Brief A :: Retype the stretch from "In all, an estimated" through "opposite Waverley station." in the article on the Queen's 1953 Edinburgh visit.
Brief B :: Which flowers does the article on the Queen's 1953 Edinburgh visit say workmen put into windowboxes? List every one.

THE flags and the bunting had been put up several days beforehand but had grown soggy with rain under heavy skies. But then, almost as if by royal command, on Monday, June 22, 1953, the weather brightened, and the sun shone.
And as the weathermen predicted that the sunshine was expected to continue for at least a few days, workmen toiled to freshen up faded decorations and stocked windowbox after windowbox with geraniums, hydrangeas, marguerites and lobelia.
In all, an estimated one million flowers and plants ensured that Edinburgh would look its best the following day for the State visit of the Queen.
Cosmopolitan chatter was heard on the city centre streets. Groups of American visitors went up to hotel porters and policemen and asked just one question: “Where can I see the Queen?”
Edinburgh got up early on the Tuesday morning to greet the new monarch and the Duke of Edinburgh. Some enthusiasts had camped overnight on Princes Street’s pavement. One man arrived by bus from Liverpool, armed with two blankets and a rug, and settled down for the night opposite Waverley station.
At length the night-watch was joined by people armed with camp-stools, then by waves of other well-wishers and tourists. The Navy arrived, to guard the route, and, in the words of the Glasgow Herald’s Christopher Small, “bands came thumping and blaring out of the grey obscurity” – the traditional Edinburgh haar that had settled over the city.
At 10am, guns fired from the Castle ramparts to announce the Queen’s arrival. She was presented with the keys to the city by the Lord Provost, James Miller, before she and the Duke drove in State to the Palace of Holyroodhouse.
The royal carriage made its way down Princes Street, flanked by the Household Cavalry and the Life Guards.
The lion-rampant flags went up, wrote Small, in thousands of hands, and the cheers rose with them; “the Queen’s slim blue-clothed figure, with the Duke of Edinburgh on her left hand, passed with gentle bows and gestures of a white-gloved hand, between the street’s single-minded gaze.”
The couple made an unexpected 10-minute-long-detour to St Giles’ Cathedral to see its recently-installed royal chairs. In the Throne Room at Holyroodhouse, more than 500 debutantes and their sponsors were presented to the Queen.
The State visit also took in Glasgow, and Lanarkshire.
Before she was crowned Queen, on February 6, 1952, Princess Elizabeth had made many trips to Scotland.
In May 1946 she sailed across the sunny waters of the Firth of Clyde from Greenock to take part in the ceremony of blessing of HMS Vanguard, described in these pages as the world’s greatest battleship; in late September she was welcomed by thousands of enthusiastic Dundonians as she opened the city’s newly-acquired Camperdown Park; a couple of weeks beforehand, she addressed 1,000 Rangers, Girl Guides and Brownies in Aberdeen, telling them: “It is often said that the future is in the hands of youth, and this is particularly true after the terrible war we have just gone through…”

Data listing ::

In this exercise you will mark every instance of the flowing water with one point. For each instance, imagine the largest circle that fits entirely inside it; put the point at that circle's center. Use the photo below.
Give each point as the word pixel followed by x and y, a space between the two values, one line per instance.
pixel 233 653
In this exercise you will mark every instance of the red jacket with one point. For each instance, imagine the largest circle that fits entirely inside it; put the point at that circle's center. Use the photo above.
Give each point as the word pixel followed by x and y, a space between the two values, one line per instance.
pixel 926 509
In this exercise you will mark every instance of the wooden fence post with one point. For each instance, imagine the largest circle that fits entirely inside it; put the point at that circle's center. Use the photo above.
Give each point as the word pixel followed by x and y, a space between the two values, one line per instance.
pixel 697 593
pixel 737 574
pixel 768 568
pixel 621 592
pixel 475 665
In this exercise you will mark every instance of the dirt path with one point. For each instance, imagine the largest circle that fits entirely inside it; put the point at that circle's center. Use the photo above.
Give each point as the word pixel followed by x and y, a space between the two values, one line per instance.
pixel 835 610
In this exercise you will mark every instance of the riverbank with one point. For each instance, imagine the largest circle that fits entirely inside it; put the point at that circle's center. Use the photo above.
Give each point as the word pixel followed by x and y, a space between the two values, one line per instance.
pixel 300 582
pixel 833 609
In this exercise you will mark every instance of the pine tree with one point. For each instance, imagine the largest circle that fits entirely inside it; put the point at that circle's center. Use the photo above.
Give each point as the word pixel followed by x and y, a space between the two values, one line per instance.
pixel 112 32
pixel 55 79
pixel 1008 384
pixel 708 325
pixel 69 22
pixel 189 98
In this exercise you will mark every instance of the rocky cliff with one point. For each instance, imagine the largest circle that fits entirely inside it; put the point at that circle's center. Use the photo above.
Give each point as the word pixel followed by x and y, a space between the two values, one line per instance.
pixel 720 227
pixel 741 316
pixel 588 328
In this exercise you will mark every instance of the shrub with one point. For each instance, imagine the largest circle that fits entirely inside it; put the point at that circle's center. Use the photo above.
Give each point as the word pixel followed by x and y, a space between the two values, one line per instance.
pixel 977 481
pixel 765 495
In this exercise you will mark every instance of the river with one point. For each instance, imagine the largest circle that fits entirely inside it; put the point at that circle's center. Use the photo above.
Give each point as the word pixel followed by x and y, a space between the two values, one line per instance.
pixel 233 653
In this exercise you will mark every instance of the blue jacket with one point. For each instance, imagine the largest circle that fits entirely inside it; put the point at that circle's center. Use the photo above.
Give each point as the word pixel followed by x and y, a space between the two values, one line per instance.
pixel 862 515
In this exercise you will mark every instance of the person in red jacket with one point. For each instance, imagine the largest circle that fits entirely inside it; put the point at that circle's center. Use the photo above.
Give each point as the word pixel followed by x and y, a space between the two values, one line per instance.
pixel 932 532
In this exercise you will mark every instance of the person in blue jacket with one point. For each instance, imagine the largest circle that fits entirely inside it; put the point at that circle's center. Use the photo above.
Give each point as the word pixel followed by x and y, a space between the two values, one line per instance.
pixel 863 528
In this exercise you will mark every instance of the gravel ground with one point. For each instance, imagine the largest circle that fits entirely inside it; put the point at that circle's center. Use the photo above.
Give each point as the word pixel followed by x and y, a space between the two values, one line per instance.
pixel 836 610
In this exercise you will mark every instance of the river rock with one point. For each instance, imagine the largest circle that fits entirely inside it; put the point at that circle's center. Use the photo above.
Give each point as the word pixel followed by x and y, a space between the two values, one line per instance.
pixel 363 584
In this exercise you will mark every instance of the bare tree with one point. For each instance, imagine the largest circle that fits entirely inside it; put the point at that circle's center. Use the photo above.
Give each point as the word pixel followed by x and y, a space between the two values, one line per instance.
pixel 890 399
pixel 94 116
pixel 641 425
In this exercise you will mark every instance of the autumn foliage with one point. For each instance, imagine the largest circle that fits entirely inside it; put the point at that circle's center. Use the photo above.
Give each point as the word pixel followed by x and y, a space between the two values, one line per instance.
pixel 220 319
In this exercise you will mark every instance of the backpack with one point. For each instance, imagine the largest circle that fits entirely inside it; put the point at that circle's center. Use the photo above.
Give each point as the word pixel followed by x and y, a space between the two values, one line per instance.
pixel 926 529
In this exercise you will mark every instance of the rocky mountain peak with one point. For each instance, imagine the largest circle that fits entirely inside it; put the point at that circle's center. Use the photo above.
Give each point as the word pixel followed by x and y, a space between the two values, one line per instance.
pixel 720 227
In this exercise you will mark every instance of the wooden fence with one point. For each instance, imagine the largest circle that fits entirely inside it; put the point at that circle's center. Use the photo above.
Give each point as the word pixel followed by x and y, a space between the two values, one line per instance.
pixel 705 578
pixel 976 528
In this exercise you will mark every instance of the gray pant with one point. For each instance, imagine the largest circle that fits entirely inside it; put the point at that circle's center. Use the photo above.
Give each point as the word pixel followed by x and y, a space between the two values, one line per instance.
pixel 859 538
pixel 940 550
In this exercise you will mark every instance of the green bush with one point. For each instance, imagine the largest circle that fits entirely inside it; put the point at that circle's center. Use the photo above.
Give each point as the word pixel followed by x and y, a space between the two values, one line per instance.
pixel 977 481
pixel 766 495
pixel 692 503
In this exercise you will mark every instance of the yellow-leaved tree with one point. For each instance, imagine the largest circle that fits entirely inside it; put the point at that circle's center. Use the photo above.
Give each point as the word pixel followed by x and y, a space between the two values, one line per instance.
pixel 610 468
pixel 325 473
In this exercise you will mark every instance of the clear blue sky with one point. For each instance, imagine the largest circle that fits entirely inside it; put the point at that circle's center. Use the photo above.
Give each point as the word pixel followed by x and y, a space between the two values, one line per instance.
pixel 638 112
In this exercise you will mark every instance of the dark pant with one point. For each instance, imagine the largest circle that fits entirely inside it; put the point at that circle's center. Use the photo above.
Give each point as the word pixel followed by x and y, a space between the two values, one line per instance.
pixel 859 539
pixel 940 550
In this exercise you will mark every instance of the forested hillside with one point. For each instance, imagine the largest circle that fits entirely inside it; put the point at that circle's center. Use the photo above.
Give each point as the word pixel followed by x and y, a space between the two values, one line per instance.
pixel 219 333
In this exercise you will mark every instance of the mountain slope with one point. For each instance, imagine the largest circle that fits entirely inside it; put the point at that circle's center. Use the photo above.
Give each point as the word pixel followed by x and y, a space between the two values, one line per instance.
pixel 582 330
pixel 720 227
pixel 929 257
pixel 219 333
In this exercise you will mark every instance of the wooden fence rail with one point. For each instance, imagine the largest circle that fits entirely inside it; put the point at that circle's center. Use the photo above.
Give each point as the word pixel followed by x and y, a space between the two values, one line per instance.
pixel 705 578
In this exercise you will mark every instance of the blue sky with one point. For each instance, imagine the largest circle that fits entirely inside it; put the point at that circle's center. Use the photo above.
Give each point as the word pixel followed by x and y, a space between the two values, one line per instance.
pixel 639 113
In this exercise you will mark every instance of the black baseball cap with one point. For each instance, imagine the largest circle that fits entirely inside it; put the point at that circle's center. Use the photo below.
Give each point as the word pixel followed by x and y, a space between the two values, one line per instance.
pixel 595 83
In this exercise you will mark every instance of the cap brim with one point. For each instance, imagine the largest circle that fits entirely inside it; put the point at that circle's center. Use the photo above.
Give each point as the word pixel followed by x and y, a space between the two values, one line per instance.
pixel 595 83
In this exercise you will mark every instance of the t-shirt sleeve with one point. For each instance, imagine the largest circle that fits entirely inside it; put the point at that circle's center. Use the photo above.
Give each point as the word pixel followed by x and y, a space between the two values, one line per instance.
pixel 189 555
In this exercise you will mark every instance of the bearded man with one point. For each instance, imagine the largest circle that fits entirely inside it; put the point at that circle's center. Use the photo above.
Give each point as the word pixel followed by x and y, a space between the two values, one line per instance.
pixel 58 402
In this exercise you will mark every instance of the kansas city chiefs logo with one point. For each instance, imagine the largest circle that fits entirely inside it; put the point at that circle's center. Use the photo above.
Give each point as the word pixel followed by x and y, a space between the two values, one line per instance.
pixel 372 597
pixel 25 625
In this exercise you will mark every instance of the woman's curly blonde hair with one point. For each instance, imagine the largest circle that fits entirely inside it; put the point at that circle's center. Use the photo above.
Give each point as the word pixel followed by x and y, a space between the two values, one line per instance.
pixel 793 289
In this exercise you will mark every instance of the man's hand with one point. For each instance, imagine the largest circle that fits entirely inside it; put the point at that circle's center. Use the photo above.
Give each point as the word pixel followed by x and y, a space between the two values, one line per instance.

Task answer A ::
In all, an estimated one million flowers and plants ensured that Edinburgh would look its best the following day for the State visit of the Queen.
Cosmopolitan chatter was heard on the city centre streets. Groups of American visitors went up to hotel porters and policemen and asked just one question: “Where can I see the Queen?”
Edinburgh got up early on the Tuesday morning to greet the new monarch and the Duke of Edinburgh. Some enthusiasts had camped overnight on Princes Street’s pavement. One man arrived by bus from Liverpool, armed with two blankets and a rug, and settled down for the night opposite Waverley station.

Task answer B :: Geraniums, hydrangeas, marguerites, lobelia